# Text section:
━━━━━━━━━━━━━━━━━━━━━━━━━━━━━━
# Idolomantis & Phyllocrania UK?



## Justin (Jul 16, 2006)

Hi all,

Does anyone from the UK on here keep/breed I. diabolica or P. paradoxa?

If so I'd love to see soem photo's of them and the housing if possible?


----------



## Ian (Jul 17, 2006)

I have kept these in the past on numerous occasions. However, I never usually take photos of the enclosure. Ellroy (Alan) has some, and will also tell you about his idolomantis success!

You can have a look in my gallery for other mantid photos:

www.insectstore.com/gallery


----------



## ellroy (Jul 17, 2006)

Hi Justin,

I've posted the pics I have so far in some of the other sections

http://www.mantidforum.com/forum/viewtopic.php?t=3218

http://www.mantidforum.com/forum/viewtopic.php?t=3203

I don't have any of my paradoxa yet but hope to take some when I get a free moment. There is quite a bit of housing info on this forum but you can PM me if you need specific info,

Cheers

Alan


----------



## Justin (Jul 17, 2006)

Thanks Alan,

Congratulations on your success with the diabolica! Have you found them easy to keep?

Put me down for offspring when they hatch and be sure to post pics when they hatch as well :wink:


----------



## ellroy (Jul 17, 2006)

Hi Justin,

Yes, I've found them very easy to keep as far as feeding and environmental conditions....its just the later moults that can be a challenge and this is where many people have lost otherwise healthy mantids. I've managed 2 successful adult moults but that may have been down to luck. I hope to keep working with Idolo's to find a winning formula!

Will certainly try to get some good pics when they hatch,

Alan


----------



## Jwonni (Jul 17, 2006)

ellroy i that 2 out of 2 or did you have some fails?

also are you the one when pics were posted that had straw attached to the top of the tank?


----------



## Justin (Jul 17, 2006)

Thanks for the info Alan, what do you think prevented you from losing some when they molted?


----------



## ellroy (Jul 17, 2006)

I started with 6 nymphs and only 2 made it to adulthood. I lost 3 as subadults and one died following the final moult.

It was Devilsflower who used the straw in the cages but I have not used this method. Its something I will try when I am rearing nymphs in the future as well as the mesh cages that have worked for these 2.

Alan


----------



## Justin (Jul 17, 2006)

May I ask who you got the nymphs from? You can PM me the info if you want.


----------



## ellroy (Jul 17, 2006)

I got them from Ian at Mantisinc but I'm not sure if he has anymore at the moment, might be worth checking his website though as he gets new stock in all the time.

Alan


----------



## Ian (Jul 17, 2006)

Yea...although going away soon so will not have any for sale for a while.

If you are desperate...will have some L5/6 pairs coming next week, but they won't be cheap


----------



## Justin (Jul 17, 2006)

PM me the prices if you would Ian please :wink:


----------
━━━━━━━━━━━━━━━━━━━━━━━━━━━━━━
(Extracted listing)
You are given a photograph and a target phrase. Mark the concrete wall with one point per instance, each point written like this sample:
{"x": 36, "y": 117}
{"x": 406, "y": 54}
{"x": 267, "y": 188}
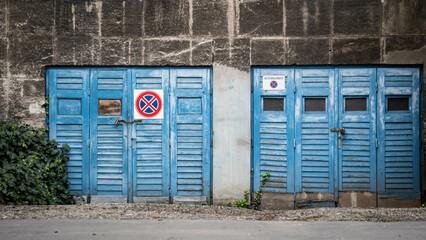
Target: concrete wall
{"x": 230, "y": 35}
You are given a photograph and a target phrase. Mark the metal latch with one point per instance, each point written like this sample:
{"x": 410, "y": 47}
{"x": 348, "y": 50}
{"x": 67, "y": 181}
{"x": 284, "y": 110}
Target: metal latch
{"x": 341, "y": 132}
{"x": 117, "y": 122}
━━━━━━━━━━━━━━━━━━━━━━━━━━━━━━
# Required tasks:
1. Set down the passage of the mantis-keeping thread between "I got them from" and "for a while.", inclusive, word for word.
2. Output as a numbered list the lines of the listing between the line holding "Mark the metal" and the end of the listing, inclusive. Leave out blank lines.
The mantis-keeping thread and the listing have no connection to each other.

# Task-by-task results:
1.
I got them from Ian at Mantisinc but I'm not sure if he has anymore at the moment, might be worth checking his website though as he gets new stock in all the time.

Alan


----------



## Ian (Jul 17, 2006)

Yea...although going away soon so will not have any for sale for a while.

2.
1. You are given a photograph and a target phrase. Mark the metal latch with one point per instance, each point written like this sample:
2. {"x": 410, "y": 47}
3. {"x": 348, "y": 50}
4. {"x": 67, "y": 181}
5. {"x": 284, "y": 110}
6. Target: metal latch
7. {"x": 341, "y": 132}
8. {"x": 117, "y": 122}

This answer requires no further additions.